▶ _GIVEN PROBLEM_
Report every line below that contains the word "plant".

▶ _DATA ENTRIES_
■ ■ ■ ■ ■ ■ ■
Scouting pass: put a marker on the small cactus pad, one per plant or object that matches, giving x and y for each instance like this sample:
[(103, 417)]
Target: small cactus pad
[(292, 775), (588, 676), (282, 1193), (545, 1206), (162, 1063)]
■ ■ ■ ■ ■ ■ ■
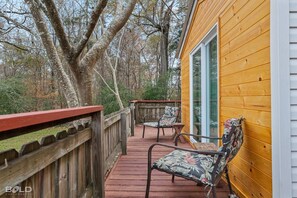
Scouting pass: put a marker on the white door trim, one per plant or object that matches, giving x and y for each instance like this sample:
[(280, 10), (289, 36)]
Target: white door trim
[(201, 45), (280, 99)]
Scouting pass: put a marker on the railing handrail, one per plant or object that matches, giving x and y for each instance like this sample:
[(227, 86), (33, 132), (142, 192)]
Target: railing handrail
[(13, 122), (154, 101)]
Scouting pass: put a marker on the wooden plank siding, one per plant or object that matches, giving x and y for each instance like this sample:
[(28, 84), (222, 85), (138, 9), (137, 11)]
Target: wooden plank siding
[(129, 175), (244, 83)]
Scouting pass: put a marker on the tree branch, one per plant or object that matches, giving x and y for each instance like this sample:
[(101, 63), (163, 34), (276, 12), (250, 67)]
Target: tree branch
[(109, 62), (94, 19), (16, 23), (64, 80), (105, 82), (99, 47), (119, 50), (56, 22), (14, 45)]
■ ■ ■ ■ ■ ■ ■
▶ _TASK OUTPUT_
Scouting pass: put a marker on the small cactus pad, one per plant or object that matches, giving x and y for each instance like this sample:
Scouting pass: put a marker on the white door trim, one per plant or object that matches, giving x and y for each instance like this sample:
Scouting pass: put a marker on the railing handrail, one per plant or object that matches, giving x and y for each instance like this sample:
Scouting pass: put a marker on the wooden plank siding, one per plant or object that matches, giving x and y for each instance like this sample:
Scouting pass: put a marker on the tree branch, one per plant or object that matches, giving x and y for each instance like this sample:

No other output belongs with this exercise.